* **Aim of the exercise**: Copy every record below, exactly as written.

== Material to process

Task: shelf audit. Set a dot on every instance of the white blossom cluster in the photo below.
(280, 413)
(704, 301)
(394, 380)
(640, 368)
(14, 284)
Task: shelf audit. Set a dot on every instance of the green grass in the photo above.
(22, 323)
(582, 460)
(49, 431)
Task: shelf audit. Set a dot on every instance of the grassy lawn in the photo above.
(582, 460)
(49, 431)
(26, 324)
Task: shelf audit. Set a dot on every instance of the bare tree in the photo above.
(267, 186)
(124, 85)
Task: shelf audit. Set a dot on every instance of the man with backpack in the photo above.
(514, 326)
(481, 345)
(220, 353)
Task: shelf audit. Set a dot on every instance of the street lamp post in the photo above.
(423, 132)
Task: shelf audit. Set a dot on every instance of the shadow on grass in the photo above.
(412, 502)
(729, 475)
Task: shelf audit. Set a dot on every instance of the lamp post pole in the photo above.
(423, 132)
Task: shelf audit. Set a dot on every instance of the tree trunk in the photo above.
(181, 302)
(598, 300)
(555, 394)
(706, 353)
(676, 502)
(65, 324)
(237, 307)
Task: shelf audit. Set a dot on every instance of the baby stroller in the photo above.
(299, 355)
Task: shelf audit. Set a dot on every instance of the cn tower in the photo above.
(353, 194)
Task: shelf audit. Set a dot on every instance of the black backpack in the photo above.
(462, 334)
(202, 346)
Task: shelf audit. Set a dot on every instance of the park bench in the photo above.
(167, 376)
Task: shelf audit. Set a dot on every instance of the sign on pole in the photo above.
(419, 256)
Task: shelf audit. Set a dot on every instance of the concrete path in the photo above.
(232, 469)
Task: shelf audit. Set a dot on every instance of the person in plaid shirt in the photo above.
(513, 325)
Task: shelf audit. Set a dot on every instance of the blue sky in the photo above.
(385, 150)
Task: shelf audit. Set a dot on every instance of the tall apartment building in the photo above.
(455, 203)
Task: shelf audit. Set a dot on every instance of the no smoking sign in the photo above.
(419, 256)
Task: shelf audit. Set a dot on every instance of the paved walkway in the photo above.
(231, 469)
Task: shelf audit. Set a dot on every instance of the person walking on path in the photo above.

====

* **Solution**:
Task: shelf audit. Set a dot on every instance of the white blossom cluster in the photo below.
(280, 413)
(704, 301)
(394, 380)
(640, 368)
(14, 284)
Task: shelf audit. Set a dot on every instance of the green grass in the photo above.
(22, 323)
(582, 460)
(49, 431)
Task: shelf audit. Set a dot on every instance of the grassy lawn in the photo above.
(582, 460)
(49, 431)
(26, 324)
Task: shelf audit. Set a dot on every instance of the bare tree in the photo above.
(267, 186)
(124, 85)
Task: shelf audit. Set a dot on every instance of the man with backpack in the photo above.
(514, 326)
(481, 345)
(220, 353)
Task: shelf audit. Set a dot on every instance of the street lamp post in the photo above.
(423, 132)
Task: shelf audit. Set a dot on every instance of the shadow on grass in the photo above.
(412, 502)
(729, 475)
Task: shelf audit. Set a dot on every instance of the lamp post pole in the photo above.
(423, 132)
Task: shelf audit. Set a dot on every instance of the tree trunk in the photo above.
(181, 302)
(598, 300)
(555, 394)
(706, 353)
(676, 502)
(65, 324)
(237, 307)
Task: shelf audit. Set a dot on every instance of the baby stroller in the photo above.
(299, 355)
Task: shelf audit. Set a dot on every instance of the cn tower in the photo above.
(353, 194)
Task: shelf audit. Set a dot on every instance of the black backpack in the photo above.
(462, 334)
(202, 346)
Task: shelf audit. Set a dot on every instance of the park bench in the photo above.
(167, 376)
Task: shelf audit. Set a dot on every instance of the sign on pole in the photo above.
(419, 256)
Task: shelf audit. Set a dot on every instance of the concrete path in the photo above.
(232, 469)
Task: shelf audit. Set a dot on every instance of the person in plaid shirt in the photo above.
(513, 325)
Task: shelf audit. Set a dot on every instance of the blue sky in the photo above.
(385, 150)
Task: shelf audit. Set a dot on every instance of the tall apartment building in the photo above.
(455, 203)
Task: shelf audit. Set a dot on every instance of the no smoking sign in the photo above.
(419, 256)
Task: shelf audit. Set a dot on every instance of the paved walkway in the photo above.
(231, 469)
Task: shelf audit. Set a dot on every instance of the person walking on path in the photo above.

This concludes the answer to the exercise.